→ Your task
Lines from the one containing "white blossom, the" to the end of the entries below must be reproduced exactly, with both end lines kept and no other line added.

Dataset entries

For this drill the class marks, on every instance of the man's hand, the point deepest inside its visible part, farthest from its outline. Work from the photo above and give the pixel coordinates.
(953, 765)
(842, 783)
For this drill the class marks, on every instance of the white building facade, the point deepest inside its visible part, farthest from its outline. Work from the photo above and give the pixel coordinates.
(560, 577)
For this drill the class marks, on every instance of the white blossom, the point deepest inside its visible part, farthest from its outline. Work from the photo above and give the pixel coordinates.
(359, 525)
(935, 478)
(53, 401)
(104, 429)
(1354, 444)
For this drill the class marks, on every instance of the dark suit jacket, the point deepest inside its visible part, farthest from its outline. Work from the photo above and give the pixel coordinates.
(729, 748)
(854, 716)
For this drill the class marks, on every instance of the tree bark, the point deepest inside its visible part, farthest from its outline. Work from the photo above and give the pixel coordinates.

→ Finished task
For this drill the class marks, on every instance of the white blossom, the point deepest inside its visible part, farthest from its outline. Work from the photo above and give the pixel coordinates.
(359, 525)
(935, 478)
(53, 401)
(104, 429)
(1354, 444)
For this drill the class marks, on every instance of the dark suit jacket, the point deepest inside its visible part, farthest from its outline. Work from the photo above and give the pixel coordinates.
(729, 748)
(854, 716)
For this drill the class marks, on every instance of the tree bark, the point deepest inside its visible part, farthest from its outline. Work from the photo above and give the pixel coordinates.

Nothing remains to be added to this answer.